LG OLED CX review: “A phenomenal TV”

Launched in 2020, the LG CX immediately caught the eye of many with a spec sheet that seemed to tick just about every box. An OLED TV offering 4K quality with 120fps performance? It sounds like a gamer’s dream.

When first released it certainly was a premium option with a premium price point to match. But it’s been in the market a couple of years now, so does the LG CX still stack up as one of the best gaming TVs, and also one of the best TVs for PS5 and Xbox Series X?

Features & Design

I’ve been using the 55″ variant from the middle of the LG CX range and like the 48″, 65″ and 77″ options it’s almost entirely screen. With bezels of just over half a centimetre and an almost non-existent physical frame, the LG CX is incredibly sleek. It’s incredibly thin too: just under 5cm deep in the bottom half and an almost alarmingly thin 4mm as you move up into the screen in the top half.

This makes it ideal for wall mounting, and while the super-slim top half is metal-backed so feels premium, it does rather get the heart rate going anytime you need to move it; plus there’s not much to grab on to. It’s also worth noting the VESA mounting points sit lower down than I’ve ever seen on a TV before, so if you’re recycling an existing wall mount you might find yourself a funny viewing angle.

This is a TV you’re going to want to wall mount too because the included stand is entirely impractical. Not only is it a whopping 25cm deep, but a majority of this space also exists as a bulky black unit behind the screen. The result is a side profile that’s comically unbalanced, leaving a load of dead air behind the panel which sits awkwardly far off the wall. 

LG CX review

(Image credit: Future/Alex Berry)

Performance

With the screen on though, the LG CX is magical. Thanks to its OLED panel it delivers a stunning image with perfect blacks and vivid colour. Unlike LED or LCD panels, each pixel of an OLED panel is powered by its own backlight, meaning incredible contrast and an image that looks particularly impressive in dark rooms.

Enhancing that is the addition of Dolby Vision and the HDR experience is excellent across both gaming and watching. On more than one occasion I lost track of what I was watching because I was more focused on how good it looked on the LG CX. Sorry, David Attenborough, I love your voice but it played second fiddle to the visuals here. 

As impressive as the LG CX is for watching movies and TV, it’s gamers that’ll be particularly interested in what it has to offer. With four HDMI 2.1 inputs allowing 4K content at 120fps and full variable refresh rate support, the CX is capable of delivering anything a console can throw at it right now and is still one of the best 120Hz 4K TVs money can buy.

LG CX review

(Image credit: Future/Alex Berry)

The CX ticks every box on my Xbox Series X’s TV checklist and is just a joy to play games on. Forza Horizon 5’s Mexican landscape is breathtaking and games that run happily at 120fps like Rocket League play silky smooth. Even ‘older’ titles like Shadow of the Tomb Raider look astonishingly good on the CX and even though the LG C1 and LG C2 have superceded it, it’s going to be a while before this screen really falls behind. Despite the LG CX being ready for it, you won’t find many games that will really max out both resolution and frame rate simultaneously. Yet.

--- --- ---

TASK GOAL => Keep writing the LG CX review from the point where it stops.

STORED DATA =>

--- --- ---

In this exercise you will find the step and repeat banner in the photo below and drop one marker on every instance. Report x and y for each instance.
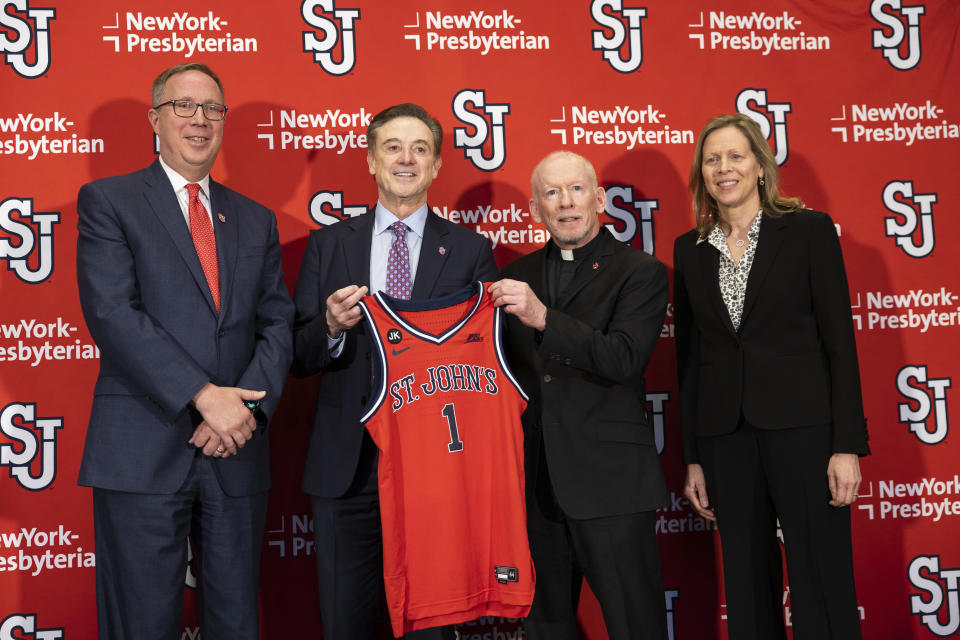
(860, 104)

--- --- ---

RIGHT ANSWER =>
Even at the other end of the spectrum, the LG CX impresses. Nintendo Switch games look notably better on the CX than they do on other screens, thanks largely to LG’s α9 Gen3 AI Processor and its clever upscaling. It does a remarkable job of making lower resolution content look better than it is; a very welcome feature, particularly on larger screen sizes.

LG CX review

(Image credit: Future/Alex Berry)

Overall – should you buy it?

Simply put, the LG CX is a phenomenal TV. In terms of pure eye candy and enjoyment, you’ll be hard-pressed to find a better option, even from newer models that have been released in the two years since its launch. There’s just not much that needs improving.

A mixture of crisp visuals with a high refresh rate lets it go head to head with high spec PC monitors and even gamers with new-gen consoles will still struggle to max out what LG is offering here.  

It’s not the easiest unit to find new anymore though, so if you’re in the market for a new TV and happen to spy one hiding in the corner of a retailer – probably at a discounted rate – you’d be wise to snap it up.

How we tested the LG CX

I’ve used the 55” version of the LG CX as my primary living room for TV for nearly a year. During this time it’s been wall mounted throughout and used for everything from console gaming to streaming, to everyday Netflix binging.

For gaming it’s been paired with an Xbox Series X and Nintendo Switch, streaming using built-in apps and a Fire Stick 4K.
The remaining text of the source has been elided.